PASSAGE>

::::::::::

May 23, 2014 | by The Paris Review
Karl Ove Knausgaard’s My Struggle—judging by the half that’s been translated into English—is a tough book for a critic to grapple with: a six-volume autobiographical novel that can spend fifty pages describing a teenage beer run or a second-grader’s first day at school. The book was a sensation when it appeared in Norway, five years ago; since then it has fascinated (and puzzled) many readers in America, from James Wood and Zadie Smith to Jonathan Lethem. Volume Three is my favorite so far, though no doubt the effect is cumulative: I’ve never read such a vivid depiction of ordinary child abuse—the legal, non-sexual kind—from a child’s point of view; I have never seen a writer evoke the world of child’s play so vividly, or the view from the back seat of a car on a long drive. Not everyone feels the love. In The Nation, the irascible William Deresiewicz dismisses My Struggle as a “giant selfie,” wishes Knausgaard wrote more like John Updike or Saul Bellow, and chalks up the enthusiasm of his fans to narcissism: “The spectacle of a fellow author’s self-revelation . . . has obvious professional significance.” It’s rarely a good sign when a reviewer vents his spleen on other readers. For a corrective, see Ben Lerner in the London Review of Books. Lerner notices all the same things as Deresiewicz—Knausgaard’s use of cliche, his digressions, his seeming lack of form or invention—then tries, brilliantly and persuasively, to explain why they work. Lerner places My Struggle in a long tradition of novels at war with novelistic convention, a tradition that he associates with the avant garde and that others might call realism itself. Agree with it or not, this is actual criticism. As Lerner writes: “It’s easy to marshal examples of what makes My Struggle mediocre. The problem is: it’s amazing.” —Lorin Stein
On Wednesday night, I had the great pleasure of seeing an interview with D’Angelo, perhaps the most gifted, elusive artist working in R&B—he’s ascended into the pantheon with Sly Stone and Prince, visionary but inscrutable. With 2000’s Voodoo, D’Angelo made what remains the definitive soul record of the past fifteen years, a languid, earthy tour de force that borrows in equal measure from the church and the street. Since then, he hasn’t released a thing; he’s scarcely even performed in public. So his appearance on Wednesday had a sense of anticipation: would he announce a new album? He didn’t, but he was such a gracious, remarkable, casual speaker that it didn’t matter. NPR has posted a transcript of the conversation, which was held before a sold-out crowd at Brooklyn Museum. It touches on his adolescence in Richmond, Virginia; his painstaking, deeply hermetic recording process; and his gospel-inflected approach to songwriting. Nelson George, the interviewer, put it best when he told D’Angelo, “You’re one of the few people who has mystique, you know that. I mean in the age of TMZ and all that stuff … there’s an aura still about your career. It’s very unusual today for anybody to have any mystery left.” —Dan Piepenbring
I recently unearthed a 1999 LRB review by Edward Said of a tennis anthology edited by the novelist Caryl Phillips. When I think of tennis, I don’t think of Said (nor do I imagine Phillips, for that matter)—all the more reason to give it my attention. I also have a vested interest in tennis. My father grew up in Forest Hills, Queens, and played near the West Side Tennis Club (the club wouldn’t let Jews join, but he did see early professionals such as Rod Laver, Ken Rosewall, and a sixteen-year-old Chris Evert play there); his father played competitive tennis into his early nineties (the pool of players in his age group was quite small, as you might imagine); and I grew up watching tennis matches on television with my parents and trying to learn the sport myself. Though I only sometimes watch Wimbledon or the US Open now, I can tell the stakes have changed. As Said bemoans, tennis has largely lost its amateur class, and its league of professional players are “technical specialists” ruined by commercial interests. Federer is lovely to watch, but his recent dominance of the game was boring. The women’s game, Said points out, retains its “human pace” and “inventiveness.” That no single woman dominates the sport makes the matches more fun to watch, more exciting, more … sporting. —Nicole Rudick
In 1934, Oscar Reutersvärd pioneered the modeling of “impossible objects,” two-dimensional figures that project a three-dimensional object when viewed from a particular direction. The puzzle game “Monument Valley,” available on both iOS and Android, is built on this optical illusion—a sort of architectural Sudoku. It allows the player to interact with the isometric environment of dead-end paths and trick doors, moving the game’s protagonist, Ida, through gaps that seem to defy logic. The game is one of the most beautiful I’ve ever played. It’s like, as many have noted, an M. C. Escher drawing brought to life. The game designer Ken Wong told Wired, “We hope players will stay engaged for the same reasons they might enjoy a walk through a museum or an art gallery.” —Justin Alvarez Read More »

::::::::::

OBJECTIVE 1> Count how many lines in the listing below contain the word "collared". Reply with the number alone.

(Entries from a pointing data set)
::::::::::

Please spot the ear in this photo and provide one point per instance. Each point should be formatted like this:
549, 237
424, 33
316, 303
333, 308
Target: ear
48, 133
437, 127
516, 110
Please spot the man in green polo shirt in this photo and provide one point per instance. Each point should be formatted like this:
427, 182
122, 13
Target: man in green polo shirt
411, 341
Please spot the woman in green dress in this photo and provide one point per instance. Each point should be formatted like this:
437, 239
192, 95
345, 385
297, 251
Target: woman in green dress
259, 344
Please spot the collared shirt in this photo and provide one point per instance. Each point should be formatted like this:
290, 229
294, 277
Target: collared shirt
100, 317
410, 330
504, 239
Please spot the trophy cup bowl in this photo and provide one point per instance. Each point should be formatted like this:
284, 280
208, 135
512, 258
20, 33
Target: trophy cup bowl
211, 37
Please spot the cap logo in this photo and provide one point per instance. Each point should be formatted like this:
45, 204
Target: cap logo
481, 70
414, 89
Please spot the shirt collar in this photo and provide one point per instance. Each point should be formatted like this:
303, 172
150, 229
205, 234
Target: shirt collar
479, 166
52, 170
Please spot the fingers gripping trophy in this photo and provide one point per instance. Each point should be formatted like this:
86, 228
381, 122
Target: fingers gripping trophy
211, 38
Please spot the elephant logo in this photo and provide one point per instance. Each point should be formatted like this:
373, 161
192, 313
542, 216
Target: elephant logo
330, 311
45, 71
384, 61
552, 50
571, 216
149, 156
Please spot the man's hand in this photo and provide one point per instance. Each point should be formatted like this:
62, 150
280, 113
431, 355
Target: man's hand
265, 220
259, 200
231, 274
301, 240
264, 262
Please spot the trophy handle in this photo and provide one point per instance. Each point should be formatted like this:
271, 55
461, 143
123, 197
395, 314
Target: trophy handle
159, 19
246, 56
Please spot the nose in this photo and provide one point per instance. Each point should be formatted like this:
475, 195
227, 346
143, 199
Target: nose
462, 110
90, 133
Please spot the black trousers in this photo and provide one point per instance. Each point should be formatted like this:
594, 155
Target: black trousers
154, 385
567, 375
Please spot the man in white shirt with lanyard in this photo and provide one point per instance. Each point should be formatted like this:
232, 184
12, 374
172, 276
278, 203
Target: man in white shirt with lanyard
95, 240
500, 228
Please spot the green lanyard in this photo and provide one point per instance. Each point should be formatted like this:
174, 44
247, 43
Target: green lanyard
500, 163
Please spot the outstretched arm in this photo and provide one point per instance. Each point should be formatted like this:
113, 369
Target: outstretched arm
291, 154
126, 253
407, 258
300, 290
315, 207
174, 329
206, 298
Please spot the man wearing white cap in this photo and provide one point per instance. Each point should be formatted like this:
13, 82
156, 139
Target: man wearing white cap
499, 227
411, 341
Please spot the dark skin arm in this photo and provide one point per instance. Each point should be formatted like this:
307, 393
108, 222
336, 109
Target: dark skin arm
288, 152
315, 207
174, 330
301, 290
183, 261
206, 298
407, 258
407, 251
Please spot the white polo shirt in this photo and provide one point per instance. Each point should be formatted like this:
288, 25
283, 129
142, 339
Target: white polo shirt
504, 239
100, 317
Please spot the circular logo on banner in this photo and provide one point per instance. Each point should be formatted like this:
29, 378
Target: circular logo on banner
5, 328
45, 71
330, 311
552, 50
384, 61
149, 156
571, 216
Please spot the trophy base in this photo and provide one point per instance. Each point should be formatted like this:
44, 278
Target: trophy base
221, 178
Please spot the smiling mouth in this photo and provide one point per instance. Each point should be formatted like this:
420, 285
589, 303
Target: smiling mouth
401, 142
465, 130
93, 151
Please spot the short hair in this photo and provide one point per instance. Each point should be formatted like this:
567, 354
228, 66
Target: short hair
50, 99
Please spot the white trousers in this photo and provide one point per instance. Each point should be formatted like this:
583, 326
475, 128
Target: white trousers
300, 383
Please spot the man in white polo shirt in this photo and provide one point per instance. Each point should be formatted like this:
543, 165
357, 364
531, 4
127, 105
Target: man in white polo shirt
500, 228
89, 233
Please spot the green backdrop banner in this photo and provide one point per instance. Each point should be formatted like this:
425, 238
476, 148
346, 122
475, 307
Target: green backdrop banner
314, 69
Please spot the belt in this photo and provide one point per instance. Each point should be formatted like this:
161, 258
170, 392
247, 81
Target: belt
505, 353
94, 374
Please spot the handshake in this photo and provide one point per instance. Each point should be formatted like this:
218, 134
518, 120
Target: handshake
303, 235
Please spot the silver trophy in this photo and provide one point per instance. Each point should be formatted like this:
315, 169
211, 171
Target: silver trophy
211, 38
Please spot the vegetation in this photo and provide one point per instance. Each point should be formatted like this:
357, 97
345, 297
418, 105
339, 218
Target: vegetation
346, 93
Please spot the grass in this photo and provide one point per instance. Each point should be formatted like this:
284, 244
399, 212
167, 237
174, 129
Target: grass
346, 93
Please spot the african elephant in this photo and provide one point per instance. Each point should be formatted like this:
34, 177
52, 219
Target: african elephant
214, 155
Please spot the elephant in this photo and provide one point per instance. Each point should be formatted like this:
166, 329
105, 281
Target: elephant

::::::::::

OBJECTIVE 2>
Answer these questions about the Paris Review passage:
(a) In what year was D'Angelo's Voodoo released?
(b) In what country did My Struggle cause a sensation when it first appeared?
(c) In what year did Oscar Reutersvärd pioneer the modeling of "impossible objects"?

TASK RESPONSE 1> 2

TASK RESPONSE 2>
(a) 2000
(b) Norway
(c) 1934